__EXCERPTED DATA__
▽

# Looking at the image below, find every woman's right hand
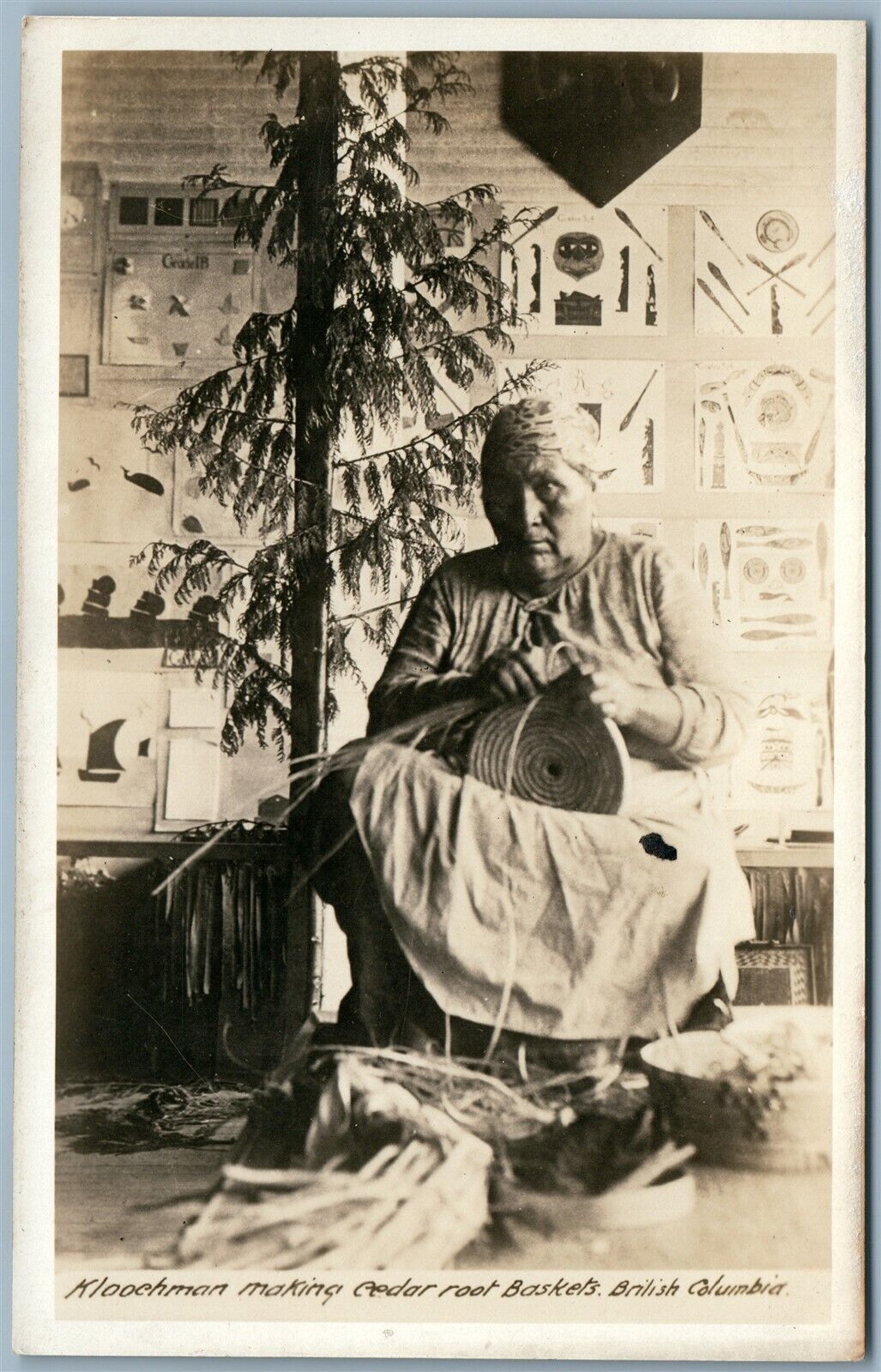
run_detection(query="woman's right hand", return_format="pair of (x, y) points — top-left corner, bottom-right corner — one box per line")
(474, 647), (547, 700)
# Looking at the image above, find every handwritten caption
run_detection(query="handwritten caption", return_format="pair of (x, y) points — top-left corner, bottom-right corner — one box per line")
(63, 1272), (789, 1306)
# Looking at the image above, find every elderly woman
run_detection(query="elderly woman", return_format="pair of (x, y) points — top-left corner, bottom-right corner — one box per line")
(303, 400), (752, 1047)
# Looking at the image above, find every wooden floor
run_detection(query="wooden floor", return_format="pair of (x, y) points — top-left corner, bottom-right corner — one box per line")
(55, 1147), (830, 1272)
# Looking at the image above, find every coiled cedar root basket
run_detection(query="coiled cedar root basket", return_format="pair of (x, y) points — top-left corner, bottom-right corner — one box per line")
(468, 671), (630, 815)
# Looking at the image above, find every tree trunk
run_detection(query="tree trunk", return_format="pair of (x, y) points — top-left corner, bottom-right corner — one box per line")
(291, 52), (338, 756)
(286, 52), (338, 1040)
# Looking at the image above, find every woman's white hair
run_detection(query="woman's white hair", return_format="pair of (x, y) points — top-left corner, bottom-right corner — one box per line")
(480, 395), (600, 484)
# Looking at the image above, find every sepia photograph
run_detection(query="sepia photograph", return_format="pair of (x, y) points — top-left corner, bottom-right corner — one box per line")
(16, 19), (865, 1358)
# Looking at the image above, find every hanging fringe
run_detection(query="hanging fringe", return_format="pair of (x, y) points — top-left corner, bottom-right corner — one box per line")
(154, 858), (291, 1017)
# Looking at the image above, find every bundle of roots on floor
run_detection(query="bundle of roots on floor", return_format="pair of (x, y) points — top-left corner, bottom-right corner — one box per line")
(164, 1054), (492, 1271)
(151, 1048), (684, 1271)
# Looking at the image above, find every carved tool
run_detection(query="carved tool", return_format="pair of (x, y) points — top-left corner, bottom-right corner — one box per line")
(744, 615), (817, 624)
(739, 629), (817, 643)
(719, 524), (732, 599)
(817, 520), (829, 599)
(746, 252), (807, 300)
(697, 276), (744, 334)
(698, 210), (744, 266)
(645, 262), (657, 328)
(707, 262), (749, 314)
(618, 247), (630, 314)
(700, 366), (744, 395)
(808, 233), (836, 266)
(814, 725), (826, 809)
(721, 391), (746, 466)
(804, 276), (836, 318)
(771, 286), (783, 334)
(615, 206), (664, 262)
(643, 418), (655, 485)
(804, 395), (831, 466)
(712, 420), (725, 490)
(739, 538), (811, 549)
(618, 368), (657, 434)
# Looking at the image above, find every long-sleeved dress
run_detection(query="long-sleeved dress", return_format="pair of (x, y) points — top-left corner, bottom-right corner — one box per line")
(305, 533), (753, 1040)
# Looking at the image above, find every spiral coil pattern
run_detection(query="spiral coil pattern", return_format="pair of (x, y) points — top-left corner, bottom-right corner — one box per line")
(468, 690), (627, 815)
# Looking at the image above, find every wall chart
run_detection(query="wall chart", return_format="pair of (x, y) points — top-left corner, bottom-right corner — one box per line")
(694, 519), (833, 652)
(502, 204), (667, 338)
(497, 358), (666, 494)
(694, 361), (835, 491)
(57, 671), (160, 808)
(694, 204), (836, 340)
(726, 674), (831, 811)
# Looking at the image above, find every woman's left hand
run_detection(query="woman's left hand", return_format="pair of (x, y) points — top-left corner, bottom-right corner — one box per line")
(584, 667), (643, 727)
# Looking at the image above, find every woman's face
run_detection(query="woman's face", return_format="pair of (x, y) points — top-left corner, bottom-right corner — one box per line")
(483, 453), (593, 587)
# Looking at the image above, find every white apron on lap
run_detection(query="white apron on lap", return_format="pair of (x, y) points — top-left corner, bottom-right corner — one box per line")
(352, 743), (753, 1038)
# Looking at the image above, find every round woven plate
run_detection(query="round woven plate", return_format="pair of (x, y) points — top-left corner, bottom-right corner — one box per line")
(468, 679), (629, 815)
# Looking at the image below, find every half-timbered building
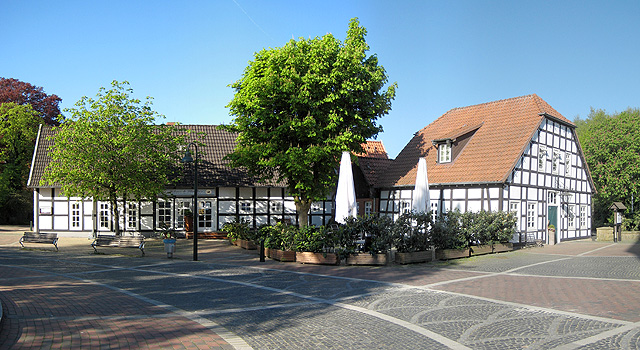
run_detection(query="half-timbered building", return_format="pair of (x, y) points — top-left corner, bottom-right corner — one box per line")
(359, 94), (594, 243)
(28, 125), (332, 236)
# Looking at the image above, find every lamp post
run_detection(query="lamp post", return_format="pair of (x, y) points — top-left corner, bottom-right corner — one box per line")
(182, 142), (200, 261)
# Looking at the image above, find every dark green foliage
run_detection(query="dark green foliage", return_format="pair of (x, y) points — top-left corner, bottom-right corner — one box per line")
(393, 212), (433, 253)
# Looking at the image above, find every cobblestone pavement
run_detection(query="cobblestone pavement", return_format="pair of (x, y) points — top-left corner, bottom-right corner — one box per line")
(0, 227), (640, 349)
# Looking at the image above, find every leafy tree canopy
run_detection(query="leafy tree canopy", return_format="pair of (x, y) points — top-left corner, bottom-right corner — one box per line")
(0, 77), (62, 125)
(44, 81), (186, 233)
(576, 108), (640, 226)
(223, 18), (397, 225)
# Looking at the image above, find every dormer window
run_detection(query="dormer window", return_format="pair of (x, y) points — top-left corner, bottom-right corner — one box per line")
(438, 142), (451, 163)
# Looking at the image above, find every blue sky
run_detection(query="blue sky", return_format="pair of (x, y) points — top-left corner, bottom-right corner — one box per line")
(0, 0), (640, 157)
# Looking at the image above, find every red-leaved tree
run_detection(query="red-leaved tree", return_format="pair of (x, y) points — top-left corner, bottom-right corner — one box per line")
(0, 77), (62, 125)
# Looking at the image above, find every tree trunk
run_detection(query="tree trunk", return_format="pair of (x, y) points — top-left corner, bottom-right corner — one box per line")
(293, 197), (312, 227)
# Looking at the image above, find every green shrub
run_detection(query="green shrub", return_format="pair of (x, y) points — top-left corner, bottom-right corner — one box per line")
(294, 226), (335, 253)
(393, 212), (433, 253)
(222, 219), (260, 243)
(259, 222), (298, 250)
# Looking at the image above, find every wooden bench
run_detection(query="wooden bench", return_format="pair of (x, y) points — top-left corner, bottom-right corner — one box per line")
(20, 231), (58, 251)
(91, 235), (144, 256)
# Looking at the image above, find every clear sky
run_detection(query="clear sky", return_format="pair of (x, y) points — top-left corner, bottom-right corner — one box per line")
(0, 0), (640, 157)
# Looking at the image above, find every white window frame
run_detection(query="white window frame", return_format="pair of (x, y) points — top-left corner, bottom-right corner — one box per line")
(580, 205), (587, 229)
(125, 202), (138, 230)
(567, 204), (577, 230)
(547, 191), (559, 206)
(438, 142), (452, 163)
(176, 199), (193, 229)
(538, 146), (547, 172)
(98, 202), (111, 230)
(527, 202), (538, 231)
(156, 200), (173, 228)
(240, 201), (253, 214)
(69, 202), (82, 230)
(364, 201), (373, 216)
(269, 201), (284, 214)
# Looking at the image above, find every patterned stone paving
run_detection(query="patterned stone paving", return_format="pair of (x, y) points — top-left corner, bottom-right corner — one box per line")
(0, 232), (640, 349)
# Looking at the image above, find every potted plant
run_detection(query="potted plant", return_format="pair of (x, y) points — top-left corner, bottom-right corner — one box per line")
(160, 222), (176, 259)
(183, 209), (193, 232)
(294, 226), (340, 265)
(392, 212), (433, 264)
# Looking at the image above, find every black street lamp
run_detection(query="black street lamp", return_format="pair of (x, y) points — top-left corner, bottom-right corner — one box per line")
(182, 142), (200, 261)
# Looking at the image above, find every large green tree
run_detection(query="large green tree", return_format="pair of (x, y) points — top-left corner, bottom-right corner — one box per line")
(44, 81), (185, 234)
(223, 18), (397, 225)
(576, 108), (640, 225)
(0, 102), (43, 224)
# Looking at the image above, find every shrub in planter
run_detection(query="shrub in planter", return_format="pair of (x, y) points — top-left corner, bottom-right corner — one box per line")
(222, 220), (257, 242)
(392, 212), (433, 253)
(293, 226), (335, 253)
(259, 222), (297, 251)
(431, 209), (469, 249)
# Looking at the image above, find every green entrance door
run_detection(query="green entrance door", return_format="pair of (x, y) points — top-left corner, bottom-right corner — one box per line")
(547, 205), (558, 244)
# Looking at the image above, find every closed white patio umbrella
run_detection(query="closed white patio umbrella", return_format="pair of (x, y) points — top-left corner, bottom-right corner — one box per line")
(335, 152), (358, 224)
(411, 157), (431, 213)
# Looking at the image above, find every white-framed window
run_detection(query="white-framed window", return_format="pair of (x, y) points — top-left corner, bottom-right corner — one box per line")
(509, 201), (520, 217)
(431, 201), (438, 221)
(580, 205), (587, 228)
(538, 146), (547, 171)
(269, 201), (283, 213)
(364, 201), (373, 215)
(527, 202), (538, 230)
(567, 204), (576, 229)
(158, 200), (172, 227)
(438, 143), (451, 163)
(71, 202), (82, 229)
(547, 191), (558, 205)
(240, 202), (253, 214)
(98, 203), (111, 229)
(400, 201), (411, 214)
(126, 203), (138, 230)
(176, 199), (193, 228)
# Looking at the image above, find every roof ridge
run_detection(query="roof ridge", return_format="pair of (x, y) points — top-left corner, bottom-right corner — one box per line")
(438, 94), (540, 113)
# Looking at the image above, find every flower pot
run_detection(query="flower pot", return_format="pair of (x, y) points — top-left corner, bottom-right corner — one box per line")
(436, 249), (469, 260)
(493, 243), (513, 253)
(162, 238), (176, 259)
(266, 248), (296, 262)
(236, 239), (258, 250)
(395, 250), (431, 264)
(469, 245), (493, 255)
(296, 252), (340, 265)
(347, 253), (388, 265)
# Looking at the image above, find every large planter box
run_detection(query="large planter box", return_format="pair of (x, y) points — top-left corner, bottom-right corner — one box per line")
(296, 252), (340, 265)
(395, 250), (432, 264)
(436, 249), (469, 260)
(493, 243), (513, 253)
(265, 248), (296, 262)
(347, 253), (388, 265)
(234, 239), (258, 250)
(469, 245), (493, 255)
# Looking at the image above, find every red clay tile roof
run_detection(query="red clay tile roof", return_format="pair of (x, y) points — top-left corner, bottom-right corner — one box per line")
(28, 125), (286, 188)
(380, 94), (574, 187)
(355, 141), (389, 159)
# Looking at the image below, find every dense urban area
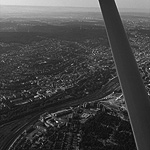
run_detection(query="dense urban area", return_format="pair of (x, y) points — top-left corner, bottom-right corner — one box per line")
(0, 6), (150, 150)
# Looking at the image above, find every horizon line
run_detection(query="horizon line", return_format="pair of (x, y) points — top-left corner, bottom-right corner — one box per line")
(0, 4), (150, 13)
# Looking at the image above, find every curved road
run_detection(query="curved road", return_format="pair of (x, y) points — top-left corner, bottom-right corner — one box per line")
(0, 77), (120, 150)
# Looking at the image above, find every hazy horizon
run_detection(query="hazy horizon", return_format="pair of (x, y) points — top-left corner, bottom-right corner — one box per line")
(0, 4), (150, 13)
(0, 0), (150, 11)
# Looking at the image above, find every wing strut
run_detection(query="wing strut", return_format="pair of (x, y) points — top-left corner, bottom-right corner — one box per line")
(99, 0), (150, 150)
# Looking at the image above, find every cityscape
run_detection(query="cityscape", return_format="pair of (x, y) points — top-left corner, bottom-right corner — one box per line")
(0, 6), (150, 150)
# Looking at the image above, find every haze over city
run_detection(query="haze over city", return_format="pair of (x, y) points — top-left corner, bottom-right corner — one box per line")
(0, 0), (150, 10)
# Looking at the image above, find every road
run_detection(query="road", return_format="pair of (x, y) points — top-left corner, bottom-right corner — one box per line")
(0, 77), (120, 150)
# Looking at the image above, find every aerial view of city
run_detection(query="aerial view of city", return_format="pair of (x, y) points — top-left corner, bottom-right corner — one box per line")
(0, 0), (150, 150)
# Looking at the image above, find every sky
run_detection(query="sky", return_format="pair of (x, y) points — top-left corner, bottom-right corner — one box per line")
(0, 0), (150, 9)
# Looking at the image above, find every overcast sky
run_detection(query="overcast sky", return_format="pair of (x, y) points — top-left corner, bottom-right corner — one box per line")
(0, 0), (150, 10)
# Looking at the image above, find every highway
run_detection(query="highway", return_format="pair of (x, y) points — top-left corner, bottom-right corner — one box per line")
(0, 77), (120, 150)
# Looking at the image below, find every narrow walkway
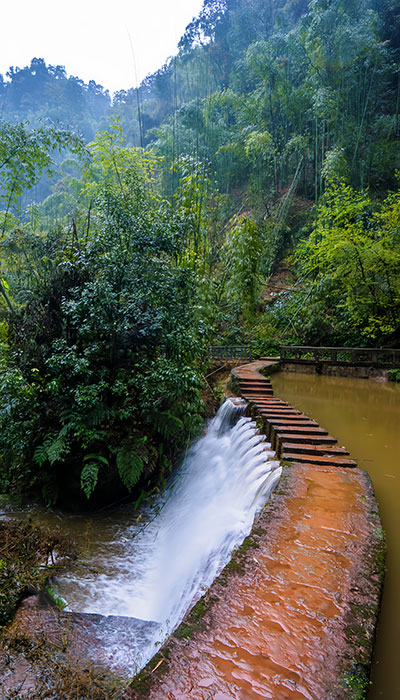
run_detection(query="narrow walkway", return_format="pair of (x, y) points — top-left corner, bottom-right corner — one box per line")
(136, 362), (384, 700)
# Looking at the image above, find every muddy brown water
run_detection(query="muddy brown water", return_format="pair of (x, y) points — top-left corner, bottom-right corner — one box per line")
(271, 373), (400, 700)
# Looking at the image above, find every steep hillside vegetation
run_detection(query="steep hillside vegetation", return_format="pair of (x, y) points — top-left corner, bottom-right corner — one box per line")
(0, 0), (400, 502)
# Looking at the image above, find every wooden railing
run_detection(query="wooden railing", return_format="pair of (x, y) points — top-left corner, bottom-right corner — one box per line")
(210, 345), (252, 362)
(280, 345), (400, 367)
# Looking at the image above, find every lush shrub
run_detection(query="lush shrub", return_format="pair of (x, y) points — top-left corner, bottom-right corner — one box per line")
(0, 130), (206, 503)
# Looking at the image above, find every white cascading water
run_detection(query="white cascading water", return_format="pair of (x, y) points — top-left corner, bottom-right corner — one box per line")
(57, 400), (281, 668)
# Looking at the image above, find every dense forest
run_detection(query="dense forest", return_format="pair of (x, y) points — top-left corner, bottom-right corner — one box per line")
(0, 0), (400, 503)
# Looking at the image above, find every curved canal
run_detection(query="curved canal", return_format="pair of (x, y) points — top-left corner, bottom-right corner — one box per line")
(271, 373), (400, 700)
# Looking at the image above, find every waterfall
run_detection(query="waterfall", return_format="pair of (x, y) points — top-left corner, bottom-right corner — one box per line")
(57, 400), (281, 668)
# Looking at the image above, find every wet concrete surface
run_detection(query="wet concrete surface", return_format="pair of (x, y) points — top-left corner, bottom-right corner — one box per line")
(139, 465), (380, 700)
(137, 362), (384, 700)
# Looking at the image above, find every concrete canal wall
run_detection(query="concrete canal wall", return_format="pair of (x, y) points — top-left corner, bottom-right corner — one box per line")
(133, 361), (385, 700)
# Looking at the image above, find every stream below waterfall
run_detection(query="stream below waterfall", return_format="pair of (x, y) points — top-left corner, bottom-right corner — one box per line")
(271, 372), (400, 700)
(0, 400), (281, 670)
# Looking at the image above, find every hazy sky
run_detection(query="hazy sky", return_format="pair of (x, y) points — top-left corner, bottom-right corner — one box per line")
(0, 0), (203, 92)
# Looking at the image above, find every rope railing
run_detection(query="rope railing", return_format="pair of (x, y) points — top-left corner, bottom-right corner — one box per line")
(280, 345), (400, 367)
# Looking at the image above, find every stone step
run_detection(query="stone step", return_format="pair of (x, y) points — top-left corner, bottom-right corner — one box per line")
(260, 411), (312, 423)
(278, 432), (337, 445)
(271, 421), (328, 437)
(268, 418), (318, 433)
(252, 396), (291, 408)
(282, 442), (350, 455)
(242, 391), (272, 403)
(240, 386), (274, 396)
(282, 452), (357, 468)
(239, 379), (271, 386)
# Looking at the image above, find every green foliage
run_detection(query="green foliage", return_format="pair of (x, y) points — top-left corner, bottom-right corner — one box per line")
(81, 462), (99, 498)
(0, 129), (209, 503)
(275, 183), (400, 345)
(222, 217), (262, 314)
(117, 446), (144, 491)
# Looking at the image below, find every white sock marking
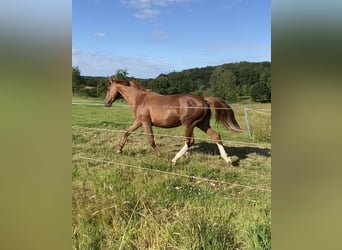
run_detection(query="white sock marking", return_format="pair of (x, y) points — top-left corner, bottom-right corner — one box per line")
(172, 143), (189, 163)
(216, 143), (232, 163)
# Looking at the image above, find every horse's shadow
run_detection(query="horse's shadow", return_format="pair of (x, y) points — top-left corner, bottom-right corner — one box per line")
(191, 142), (271, 164)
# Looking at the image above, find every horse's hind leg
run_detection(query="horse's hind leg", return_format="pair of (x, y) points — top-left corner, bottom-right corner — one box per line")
(142, 123), (161, 157)
(172, 127), (195, 164)
(116, 121), (141, 154)
(199, 126), (232, 164)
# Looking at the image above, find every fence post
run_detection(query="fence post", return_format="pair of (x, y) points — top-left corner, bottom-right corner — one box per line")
(243, 107), (252, 139)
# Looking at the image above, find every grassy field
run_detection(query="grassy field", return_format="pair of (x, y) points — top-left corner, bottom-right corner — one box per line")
(72, 99), (271, 250)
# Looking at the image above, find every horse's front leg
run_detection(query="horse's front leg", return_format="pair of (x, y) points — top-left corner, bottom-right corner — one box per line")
(116, 120), (141, 154)
(142, 122), (161, 157)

△

__REQUEST__
Please rewrite the stretch from the start of the records through the line containing "(55, 1147), (830, 1272)", changing "elderly woman" to "older woman" everywhere and keeping everything else the same. Leave the pictures out of your answer.

__SOLUTION TO THIS PROBLEM__
# Looking at the image below, find every woman's right hand
run_detection(query="woman's right hand", return_format="pair of (x, y) points — top-left corner, bottom-right corner — one box per line")
(474, 647), (547, 700)
# Looking at the image above, find every handwritten caption
run_detection(query="handwritten caption", return_format="pair of (x, y) points — top-left corner, bottom-right corner — one box per line")
(63, 1272), (789, 1306)
# Looking at the image above, find every older woman
run_detection(query="older woman", return_format="pair of (x, y) points — top-left corner, bottom-right corner — one box per line")
(303, 400), (752, 1047)
# Looking at the image above, find every wooden floor
run_detection(query="wooden floor", return_format="pair of (x, y) points — top-left corner, bottom-right corner — one box per line")
(55, 1147), (830, 1272)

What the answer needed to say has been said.